──────── Exercise material

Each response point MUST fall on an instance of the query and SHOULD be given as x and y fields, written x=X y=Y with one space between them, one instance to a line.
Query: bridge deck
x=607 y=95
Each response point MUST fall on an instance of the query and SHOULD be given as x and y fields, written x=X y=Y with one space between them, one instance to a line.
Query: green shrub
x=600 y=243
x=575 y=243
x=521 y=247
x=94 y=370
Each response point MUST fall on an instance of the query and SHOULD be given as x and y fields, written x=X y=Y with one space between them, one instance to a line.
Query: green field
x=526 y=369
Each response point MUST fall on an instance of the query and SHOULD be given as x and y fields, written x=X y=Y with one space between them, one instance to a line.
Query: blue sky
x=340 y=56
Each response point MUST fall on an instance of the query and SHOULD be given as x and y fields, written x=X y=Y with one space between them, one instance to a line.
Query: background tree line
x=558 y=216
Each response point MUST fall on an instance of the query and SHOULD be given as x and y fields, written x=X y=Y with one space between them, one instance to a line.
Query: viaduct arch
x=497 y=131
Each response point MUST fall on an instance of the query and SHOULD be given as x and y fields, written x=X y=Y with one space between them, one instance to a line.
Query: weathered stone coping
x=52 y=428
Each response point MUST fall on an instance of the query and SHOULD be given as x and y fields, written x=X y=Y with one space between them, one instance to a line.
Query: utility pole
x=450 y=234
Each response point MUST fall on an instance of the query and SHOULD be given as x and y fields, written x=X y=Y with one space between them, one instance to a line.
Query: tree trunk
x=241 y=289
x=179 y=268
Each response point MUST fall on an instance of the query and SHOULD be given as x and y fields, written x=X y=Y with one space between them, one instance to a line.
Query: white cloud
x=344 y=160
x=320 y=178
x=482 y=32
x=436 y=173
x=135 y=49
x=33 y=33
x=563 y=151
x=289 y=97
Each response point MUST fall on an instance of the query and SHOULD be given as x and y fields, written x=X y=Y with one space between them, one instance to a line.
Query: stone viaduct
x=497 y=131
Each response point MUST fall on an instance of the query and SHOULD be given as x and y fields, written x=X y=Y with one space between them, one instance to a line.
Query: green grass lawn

────────────────

Task to complete =>
Each line above should be copied exactly, with no line missing.

Finished exercise =>
Each response point MUST fall on an instance of the query and SHOULD be given as x and y fields, written x=X y=Y with one space between them, one instance to a line.
Query: bridge deck
x=607 y=95
Each response point MUST fall on an instance of the query and SHOULD be given as x and y fields, written x=X y=Y with one space between them, one instance to a line.
Query: green shrub
x=600 y=243
x=575 y=243
x=521 y=247
x=94 y=370
Each response point MUST fall on an instance of the query and SHOULD be given as x and y fields, written x=X y=Y with one space between them, one instance to a line.
Query: green field
x=526 y=369
Each response point MUST fall on an instance of the query and SHOULD be given as x and y fields, written x=X y=Y with one space between them, one instance to a line.
Query: blue sky
x=340 y=56
Each response point MUST fall on an instance of the query and SHOULD be given as x and y fields, written x=X y=Y with one space between them, one instance to a line.
Query: background tree line
x=558 y=216
Each response point MUST fall on an instance of the query and SHOULD be given as x and y fields, written x=X y=Y with one space between them, one instance to a line.
Query: viaduct arch
x=497 y=131
Each response point MUST fall on an instance of the query and SHOULD be given as x and y fields, written x=X y=Y with one space between them, one instance to a line.
Query: weathered stone coping
x=52 y=428
Each response point MUST fall on an instance of the query and SHOULD be given as x and y fields, written x=X y=Y with one space between them, one instance to a line.
Query: utility pole
x=450 y=234
Each response point MUST fall on an instance of the query and SHOULD be given as x and y fields, written x=X y=Y with one space between them, one instance to a line.
Query: tree trunk
x=241 y=289
x=179 y=268
Each response point MUST fall on an instance of the query and SHOULD be given as x and y fields, written x=X y=Y with one space between them, one instance to a line.
Query: white cloud
x=344 y=160
x=320 y=178
x=482 y=32
x=436 y=173
x=135 y=49
x=33 y=33
x=563 y=151
x=289 y=97
Each response point MUST fall on an instance of the query and SHOULD be given as x and y fields, written x=X y=Y with one space between them, one instance to a line.
Query: stone viaduct
x=497 y=131
Each response point MUST fall on an instance of the query and SHOULD be given as x and y fields, written x=X y=Y with one space between them, one instance to a line.
Query: green grass lawn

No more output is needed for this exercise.